Data excerpts:
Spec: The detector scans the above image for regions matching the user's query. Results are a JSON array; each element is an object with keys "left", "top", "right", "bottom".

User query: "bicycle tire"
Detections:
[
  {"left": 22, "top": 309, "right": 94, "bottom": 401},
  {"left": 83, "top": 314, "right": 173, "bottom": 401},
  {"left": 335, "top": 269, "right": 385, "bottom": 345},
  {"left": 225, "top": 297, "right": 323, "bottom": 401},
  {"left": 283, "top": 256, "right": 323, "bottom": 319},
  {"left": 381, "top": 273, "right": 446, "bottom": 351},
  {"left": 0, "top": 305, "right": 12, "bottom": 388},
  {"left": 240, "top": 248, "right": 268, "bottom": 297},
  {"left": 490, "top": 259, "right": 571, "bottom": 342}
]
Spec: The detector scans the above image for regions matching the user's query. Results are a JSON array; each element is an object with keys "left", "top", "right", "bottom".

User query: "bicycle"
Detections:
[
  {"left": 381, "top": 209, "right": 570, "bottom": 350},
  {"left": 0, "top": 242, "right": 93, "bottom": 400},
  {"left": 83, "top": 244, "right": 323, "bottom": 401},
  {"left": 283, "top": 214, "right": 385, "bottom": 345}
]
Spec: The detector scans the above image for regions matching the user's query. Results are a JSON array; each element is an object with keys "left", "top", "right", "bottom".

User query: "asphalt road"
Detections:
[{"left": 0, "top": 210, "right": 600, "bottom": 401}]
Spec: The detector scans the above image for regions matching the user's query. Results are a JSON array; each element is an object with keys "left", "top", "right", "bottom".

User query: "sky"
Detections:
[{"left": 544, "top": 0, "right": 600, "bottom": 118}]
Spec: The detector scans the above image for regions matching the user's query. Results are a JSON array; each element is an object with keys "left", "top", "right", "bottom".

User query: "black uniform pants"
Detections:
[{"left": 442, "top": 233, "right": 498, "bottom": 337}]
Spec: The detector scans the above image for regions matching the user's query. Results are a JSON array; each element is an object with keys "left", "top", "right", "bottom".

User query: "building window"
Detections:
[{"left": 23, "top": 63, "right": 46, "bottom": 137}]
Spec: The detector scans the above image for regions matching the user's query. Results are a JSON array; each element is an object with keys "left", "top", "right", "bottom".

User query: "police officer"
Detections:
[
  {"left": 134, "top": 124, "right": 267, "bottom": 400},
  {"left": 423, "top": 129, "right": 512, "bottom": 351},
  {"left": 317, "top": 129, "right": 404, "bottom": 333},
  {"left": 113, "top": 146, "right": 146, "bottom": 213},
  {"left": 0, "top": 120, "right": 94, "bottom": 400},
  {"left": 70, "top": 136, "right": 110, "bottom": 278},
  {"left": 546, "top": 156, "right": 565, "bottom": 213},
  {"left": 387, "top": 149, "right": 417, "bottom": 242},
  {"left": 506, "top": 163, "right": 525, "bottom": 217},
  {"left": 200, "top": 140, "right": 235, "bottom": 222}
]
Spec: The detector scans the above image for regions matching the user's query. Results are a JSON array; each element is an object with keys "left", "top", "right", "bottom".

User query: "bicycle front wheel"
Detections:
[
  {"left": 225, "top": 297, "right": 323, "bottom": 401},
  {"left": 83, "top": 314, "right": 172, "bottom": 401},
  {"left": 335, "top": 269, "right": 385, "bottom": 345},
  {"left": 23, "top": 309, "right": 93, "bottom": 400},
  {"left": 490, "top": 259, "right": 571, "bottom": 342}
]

Problem requirements: Can you gather every line in the material above that contains the word "bicycle" and copy each one out in full?

Written reply:
User query: "bicycle tire"
User query: "bicycle"
User query: "bicycle front wheel"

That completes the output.